• **THE PROBLEM**:
Search the records below for "wheel"; copy each line that has it.

(Records contained in a dataset)
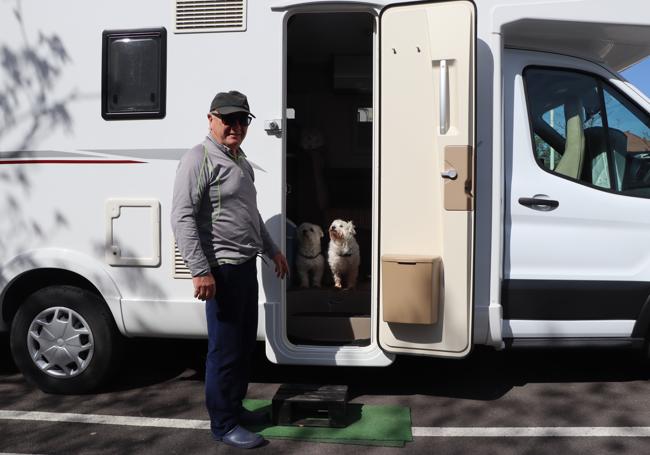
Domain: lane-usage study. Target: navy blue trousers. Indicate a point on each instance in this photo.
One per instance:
(232, 333)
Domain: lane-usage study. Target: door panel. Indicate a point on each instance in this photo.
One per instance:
(426, 170)
(586, 258)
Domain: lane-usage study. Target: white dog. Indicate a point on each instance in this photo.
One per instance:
(343, 254)
(310, 261)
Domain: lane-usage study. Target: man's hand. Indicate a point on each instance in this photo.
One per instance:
(281, 265)
(204, 286)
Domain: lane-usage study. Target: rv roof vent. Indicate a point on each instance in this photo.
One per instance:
(194, 16)
(180, 269)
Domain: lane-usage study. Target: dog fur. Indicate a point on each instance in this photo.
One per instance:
(310, 263)
(343, 254)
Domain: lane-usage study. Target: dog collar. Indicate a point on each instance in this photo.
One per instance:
(310, 257)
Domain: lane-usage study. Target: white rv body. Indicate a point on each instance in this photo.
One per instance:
(87, 199)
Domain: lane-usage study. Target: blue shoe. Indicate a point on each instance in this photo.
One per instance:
(241, 438)
(252, 418)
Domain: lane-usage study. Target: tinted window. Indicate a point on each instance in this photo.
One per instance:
(133, 75)
(585, 130)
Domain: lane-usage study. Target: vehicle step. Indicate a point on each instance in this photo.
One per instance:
(310, 405)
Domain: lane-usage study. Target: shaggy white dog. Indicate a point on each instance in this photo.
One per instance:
(343, 254)
(309, 261)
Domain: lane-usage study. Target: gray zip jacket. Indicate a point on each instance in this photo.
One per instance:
(214, 209)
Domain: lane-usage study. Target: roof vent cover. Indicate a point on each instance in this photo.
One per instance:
(201, 16)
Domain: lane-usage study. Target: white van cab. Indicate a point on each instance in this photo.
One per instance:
(494, 163)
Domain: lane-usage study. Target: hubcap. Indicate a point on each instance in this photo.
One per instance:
(60, 342)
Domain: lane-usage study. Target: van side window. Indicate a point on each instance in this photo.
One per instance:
(134, 74)
(585, 130)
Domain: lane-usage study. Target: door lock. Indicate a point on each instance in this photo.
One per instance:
(450, 174)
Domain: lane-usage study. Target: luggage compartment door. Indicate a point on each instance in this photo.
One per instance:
(426, 197)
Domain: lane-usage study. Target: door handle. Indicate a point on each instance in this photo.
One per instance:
(537, 203)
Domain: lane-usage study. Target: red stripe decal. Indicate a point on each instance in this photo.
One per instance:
(70, 162)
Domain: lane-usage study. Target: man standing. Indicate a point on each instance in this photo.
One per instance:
(219, 233)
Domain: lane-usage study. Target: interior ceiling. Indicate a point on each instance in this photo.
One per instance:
(312, 35)
(616, 45)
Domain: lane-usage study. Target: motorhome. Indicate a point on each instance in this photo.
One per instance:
(494, 162)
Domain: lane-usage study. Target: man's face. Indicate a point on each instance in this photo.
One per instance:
(229, 129)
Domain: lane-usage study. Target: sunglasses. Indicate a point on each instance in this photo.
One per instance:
(242, 118)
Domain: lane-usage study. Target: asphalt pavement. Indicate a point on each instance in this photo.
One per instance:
(489, 391)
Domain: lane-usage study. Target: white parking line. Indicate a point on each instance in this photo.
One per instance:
(106, 419)
(531, 432)
(435, 432)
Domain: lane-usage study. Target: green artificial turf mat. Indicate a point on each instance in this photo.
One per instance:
(368, 425)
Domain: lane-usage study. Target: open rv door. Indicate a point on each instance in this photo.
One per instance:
(427, 124)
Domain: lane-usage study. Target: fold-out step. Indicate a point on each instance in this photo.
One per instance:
(310, 405)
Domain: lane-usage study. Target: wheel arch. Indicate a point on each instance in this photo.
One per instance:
(34, 270)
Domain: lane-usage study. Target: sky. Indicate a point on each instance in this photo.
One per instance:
(639, 76)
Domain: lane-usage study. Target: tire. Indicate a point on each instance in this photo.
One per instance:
(64, 340)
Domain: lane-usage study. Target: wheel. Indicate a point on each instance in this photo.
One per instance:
(64, 340)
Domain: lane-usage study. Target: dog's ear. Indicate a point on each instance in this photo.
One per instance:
(352, 230)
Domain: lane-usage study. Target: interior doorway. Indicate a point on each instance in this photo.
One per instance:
(329, 172)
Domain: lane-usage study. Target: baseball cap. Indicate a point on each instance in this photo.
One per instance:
(229, 102)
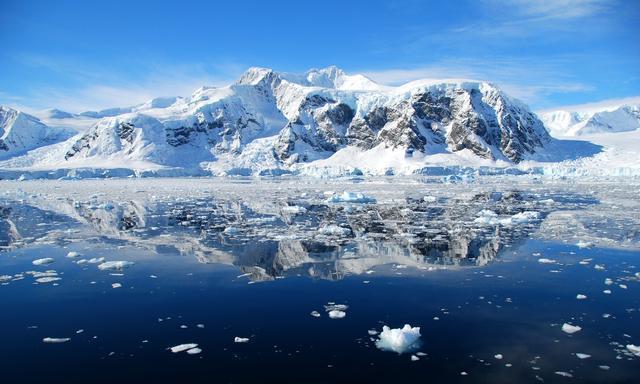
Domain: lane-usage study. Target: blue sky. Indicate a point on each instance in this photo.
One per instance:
(80, 55)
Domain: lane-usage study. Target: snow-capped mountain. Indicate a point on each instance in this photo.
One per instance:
(601, 120)
(21, 132)
(272, 120)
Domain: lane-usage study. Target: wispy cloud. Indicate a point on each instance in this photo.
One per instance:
(91, 87)
(602, 104)
(527, 80)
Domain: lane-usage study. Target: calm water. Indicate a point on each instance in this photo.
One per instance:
(214, 260)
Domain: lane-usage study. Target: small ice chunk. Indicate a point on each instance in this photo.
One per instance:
(115, 265)
(635, 349)
(183, 347)
(334, 230)
(584, 244)
(399, 340)
(47, 279)
(568, 328)
(350, 197)
(43, 261)
(55, 340)
(337, 314)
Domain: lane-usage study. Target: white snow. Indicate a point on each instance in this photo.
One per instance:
(55, 340)
(115, 265)
(43, 261)
(399, 340)
(568, 328)
(183, 347)
(350, 197)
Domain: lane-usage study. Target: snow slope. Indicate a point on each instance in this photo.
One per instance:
(579, 121)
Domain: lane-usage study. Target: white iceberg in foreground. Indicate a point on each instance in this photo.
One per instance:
(568, 328)
(115, 265)
(350, 197)
(55, 340)
(183, 347)
(399, 340)
(43, 261)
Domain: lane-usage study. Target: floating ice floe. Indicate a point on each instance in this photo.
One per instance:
(635, 349)
(47, 279)
(43, 261)
(584, 244)
(399, 340)
(350, 197)
(183, 347)
(293, 210)
(115, 265)
(55, 340)
(568, 328)
(334, 230)
(337, 314)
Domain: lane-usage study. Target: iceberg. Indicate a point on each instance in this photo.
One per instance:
(399, 340)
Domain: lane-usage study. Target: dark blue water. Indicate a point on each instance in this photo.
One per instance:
(210, 268)
(513, 307)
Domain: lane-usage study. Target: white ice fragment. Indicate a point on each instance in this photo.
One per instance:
(194, 351)
(399, 340)
(47, 279)
(115, 265)
(183, 347)
(350, 197)
(337, 314)
(334, 230)
(635, 349)
(43, 261)
(584, 244)
(568, 328)
(55, 340)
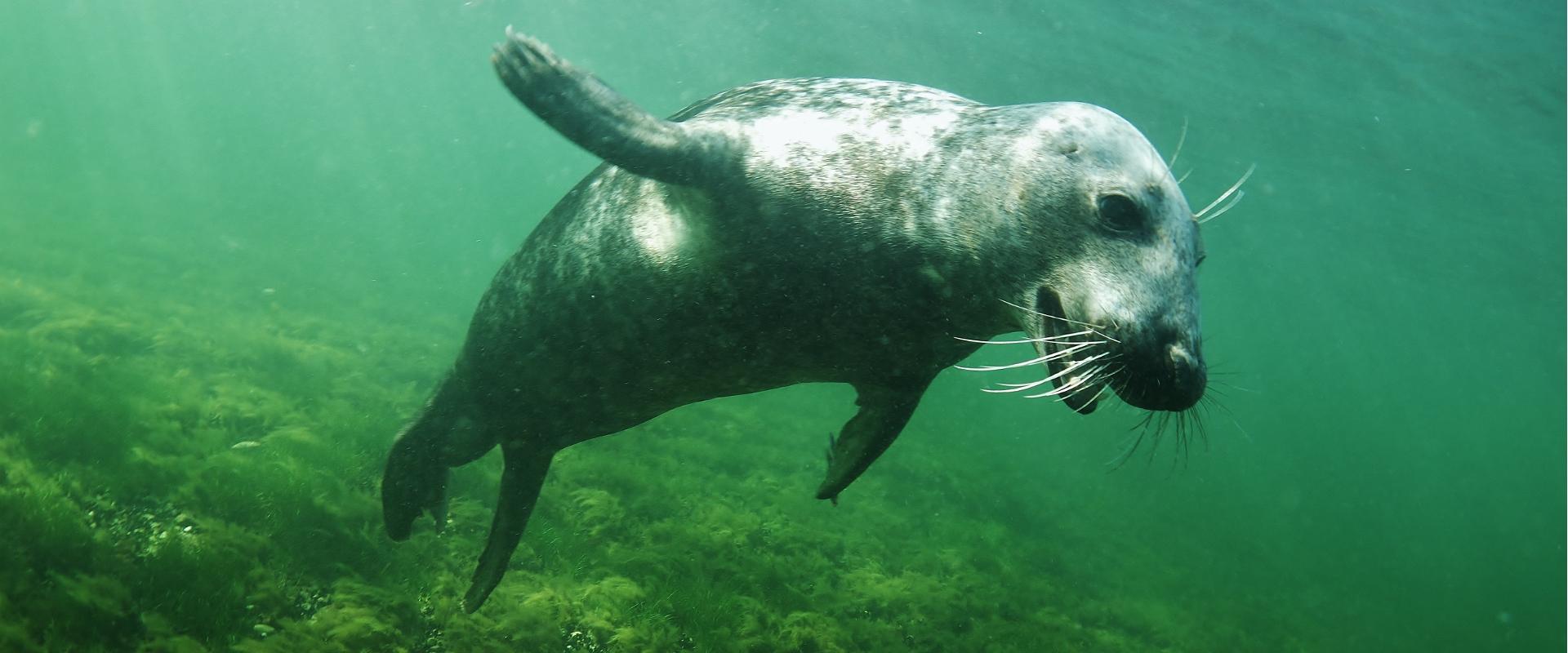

• **OUTPUT FOR THIS EXERCISE**:
Domain: lane-usage study. Target: wheel arch. Indicate a point on each instance in this photo.
Domain: lane-usage study. Target: wheel. Indicate a point on each instance in this photo.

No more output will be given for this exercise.